→ **Material shown**:
------------------------------------

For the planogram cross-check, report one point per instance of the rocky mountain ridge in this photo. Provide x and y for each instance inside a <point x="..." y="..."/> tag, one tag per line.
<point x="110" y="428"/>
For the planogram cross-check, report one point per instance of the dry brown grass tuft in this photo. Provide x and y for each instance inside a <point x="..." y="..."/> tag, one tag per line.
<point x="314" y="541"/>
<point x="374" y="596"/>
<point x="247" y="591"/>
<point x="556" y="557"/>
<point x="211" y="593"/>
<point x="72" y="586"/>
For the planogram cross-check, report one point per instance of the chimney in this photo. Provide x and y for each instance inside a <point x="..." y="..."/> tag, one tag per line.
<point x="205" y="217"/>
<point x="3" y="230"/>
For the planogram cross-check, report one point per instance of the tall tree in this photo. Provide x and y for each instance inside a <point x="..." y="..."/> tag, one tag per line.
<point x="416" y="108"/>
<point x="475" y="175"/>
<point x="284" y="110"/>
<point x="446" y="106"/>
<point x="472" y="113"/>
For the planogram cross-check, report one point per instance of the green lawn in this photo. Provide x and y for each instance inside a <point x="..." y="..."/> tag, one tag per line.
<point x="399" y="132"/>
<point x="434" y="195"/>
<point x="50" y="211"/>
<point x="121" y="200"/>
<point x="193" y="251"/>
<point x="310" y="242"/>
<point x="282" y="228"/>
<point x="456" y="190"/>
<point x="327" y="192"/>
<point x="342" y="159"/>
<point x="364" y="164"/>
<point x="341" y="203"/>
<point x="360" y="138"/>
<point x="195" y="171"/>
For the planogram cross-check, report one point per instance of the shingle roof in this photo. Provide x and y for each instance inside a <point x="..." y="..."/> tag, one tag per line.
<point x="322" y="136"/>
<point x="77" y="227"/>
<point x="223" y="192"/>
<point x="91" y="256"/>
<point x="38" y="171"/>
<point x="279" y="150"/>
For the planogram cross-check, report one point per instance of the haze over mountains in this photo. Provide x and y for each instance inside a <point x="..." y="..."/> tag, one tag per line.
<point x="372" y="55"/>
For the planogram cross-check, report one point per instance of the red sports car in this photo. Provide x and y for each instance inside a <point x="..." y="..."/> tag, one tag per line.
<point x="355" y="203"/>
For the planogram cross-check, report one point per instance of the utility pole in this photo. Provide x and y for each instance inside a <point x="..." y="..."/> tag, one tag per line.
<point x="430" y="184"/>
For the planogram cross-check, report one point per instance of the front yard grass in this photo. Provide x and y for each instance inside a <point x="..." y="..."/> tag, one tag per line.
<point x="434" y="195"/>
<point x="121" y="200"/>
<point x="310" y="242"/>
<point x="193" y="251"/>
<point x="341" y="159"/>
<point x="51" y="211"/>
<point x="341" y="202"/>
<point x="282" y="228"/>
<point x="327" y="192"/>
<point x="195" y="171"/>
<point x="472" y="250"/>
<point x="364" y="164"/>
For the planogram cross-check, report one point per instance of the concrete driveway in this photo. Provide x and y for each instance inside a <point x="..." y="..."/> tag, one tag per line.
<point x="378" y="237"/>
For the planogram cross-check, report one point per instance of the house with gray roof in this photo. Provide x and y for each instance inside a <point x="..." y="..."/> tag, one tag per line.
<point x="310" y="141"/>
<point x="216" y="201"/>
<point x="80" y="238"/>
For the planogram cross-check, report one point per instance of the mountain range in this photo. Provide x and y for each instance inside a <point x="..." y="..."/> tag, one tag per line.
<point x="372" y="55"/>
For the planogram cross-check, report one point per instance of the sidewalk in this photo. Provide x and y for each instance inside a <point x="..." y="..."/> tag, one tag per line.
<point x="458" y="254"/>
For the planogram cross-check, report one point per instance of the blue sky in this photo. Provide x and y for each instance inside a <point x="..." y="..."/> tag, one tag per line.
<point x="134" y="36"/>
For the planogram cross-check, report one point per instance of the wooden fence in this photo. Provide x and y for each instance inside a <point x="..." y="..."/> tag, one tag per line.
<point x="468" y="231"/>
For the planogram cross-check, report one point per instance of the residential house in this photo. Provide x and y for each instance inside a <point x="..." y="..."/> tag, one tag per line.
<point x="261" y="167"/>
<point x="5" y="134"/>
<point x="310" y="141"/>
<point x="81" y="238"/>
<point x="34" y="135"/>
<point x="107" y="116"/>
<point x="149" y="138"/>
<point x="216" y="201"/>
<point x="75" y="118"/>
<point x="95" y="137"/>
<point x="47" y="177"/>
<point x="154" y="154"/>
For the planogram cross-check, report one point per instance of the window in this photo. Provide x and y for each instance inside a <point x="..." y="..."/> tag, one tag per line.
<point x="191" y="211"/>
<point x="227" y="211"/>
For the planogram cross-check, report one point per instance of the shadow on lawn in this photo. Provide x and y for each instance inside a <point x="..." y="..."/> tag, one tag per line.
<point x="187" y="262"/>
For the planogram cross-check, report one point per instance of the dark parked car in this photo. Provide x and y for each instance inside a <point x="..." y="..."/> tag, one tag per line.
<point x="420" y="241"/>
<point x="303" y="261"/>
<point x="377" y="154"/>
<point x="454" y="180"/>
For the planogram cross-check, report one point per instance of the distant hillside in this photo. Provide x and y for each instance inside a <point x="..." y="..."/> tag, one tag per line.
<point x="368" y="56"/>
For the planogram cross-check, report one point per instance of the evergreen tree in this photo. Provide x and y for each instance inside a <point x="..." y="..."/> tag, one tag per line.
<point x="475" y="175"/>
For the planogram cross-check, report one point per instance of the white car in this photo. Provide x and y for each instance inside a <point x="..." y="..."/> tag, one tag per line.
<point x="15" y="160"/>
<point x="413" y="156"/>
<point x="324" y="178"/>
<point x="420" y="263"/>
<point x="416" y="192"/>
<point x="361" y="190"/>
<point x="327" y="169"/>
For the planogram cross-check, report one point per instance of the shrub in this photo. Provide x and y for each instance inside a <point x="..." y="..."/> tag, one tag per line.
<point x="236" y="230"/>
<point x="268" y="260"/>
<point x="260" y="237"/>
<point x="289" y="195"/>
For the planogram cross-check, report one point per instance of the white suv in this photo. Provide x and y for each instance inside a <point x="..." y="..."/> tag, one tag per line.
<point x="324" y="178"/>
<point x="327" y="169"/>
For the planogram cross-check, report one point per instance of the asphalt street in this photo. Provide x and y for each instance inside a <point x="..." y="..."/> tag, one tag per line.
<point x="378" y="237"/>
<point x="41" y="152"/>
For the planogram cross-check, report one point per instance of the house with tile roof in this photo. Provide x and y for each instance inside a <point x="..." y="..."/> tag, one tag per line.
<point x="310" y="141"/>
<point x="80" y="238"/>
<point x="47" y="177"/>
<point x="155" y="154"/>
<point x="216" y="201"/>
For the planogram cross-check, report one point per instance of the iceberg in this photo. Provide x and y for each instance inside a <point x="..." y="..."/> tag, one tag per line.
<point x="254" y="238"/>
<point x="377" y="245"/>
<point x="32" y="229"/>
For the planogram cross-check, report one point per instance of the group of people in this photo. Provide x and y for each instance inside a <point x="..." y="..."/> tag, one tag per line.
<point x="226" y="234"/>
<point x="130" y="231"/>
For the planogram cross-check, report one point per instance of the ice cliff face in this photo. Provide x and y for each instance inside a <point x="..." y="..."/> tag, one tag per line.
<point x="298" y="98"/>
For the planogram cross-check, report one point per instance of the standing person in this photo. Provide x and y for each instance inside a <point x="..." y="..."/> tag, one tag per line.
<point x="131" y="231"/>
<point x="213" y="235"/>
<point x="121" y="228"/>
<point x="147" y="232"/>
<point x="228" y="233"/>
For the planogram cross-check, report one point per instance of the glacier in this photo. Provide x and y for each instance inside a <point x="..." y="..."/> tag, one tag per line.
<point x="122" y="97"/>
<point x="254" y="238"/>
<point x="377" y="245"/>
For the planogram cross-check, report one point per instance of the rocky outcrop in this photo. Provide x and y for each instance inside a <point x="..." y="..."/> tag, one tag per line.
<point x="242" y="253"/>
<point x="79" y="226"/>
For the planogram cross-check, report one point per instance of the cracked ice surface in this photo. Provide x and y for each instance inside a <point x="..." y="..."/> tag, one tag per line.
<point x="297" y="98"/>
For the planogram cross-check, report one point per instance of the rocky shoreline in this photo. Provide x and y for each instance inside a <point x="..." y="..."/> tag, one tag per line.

------------------------------------

→ **Exercise**: Copy out word for word every line of the records above, from the line containing "the ice cliff" down to the end of the records.

→ **Result of the exercise**:
For the planogram cross-check, report one point per instance of the ice cliff face in this photo. Provide x and y for each instance inside a <point x="..." y="..."/> tag, one tag per line.
<point x="298" y="98"/>
For the planogram cross-check, report one point per instance of the standing person in this photo. Provide x and y for each instance inside a <point x="..." y="..."/> tag, one tag per line.
<point x="131" y="231"/>
<point x="213" y="235"/>
<point x="121" y="228"/>
<point x="147" y="232"/>
<point x="228" y="233"/>
For the planogram cross-check, report one point per instance of the glacier in this photo. Provide x and y for each instance inside a <point x="..." y="..."/> tag, one tag per line.
<point x="122" y="97"/>
<point x="254" y="238"/>
<point x="377" y="245"/>
For the planogram cross-check, report one point per instance of the rocky outcrop in this photo. Provide x and y for each instance inside a <point x="..." y="..."/> tag, one tag per line.
<point x="242" y="253"/>
<point x="79" y="226"/>
For the planogram cross-check, report one point per instance of the cracked ice surface in this photo. Provide x and y for each instance inside a <point x="..." y="..."/> tag, one tag per line.
<point x="297" y="98"/>
For the planogram cross-check, report one point per instance of the rocky shoreline in this photo. Provide x and y for each instance inside a <point x="..." y="..."/> tag, one tag per line.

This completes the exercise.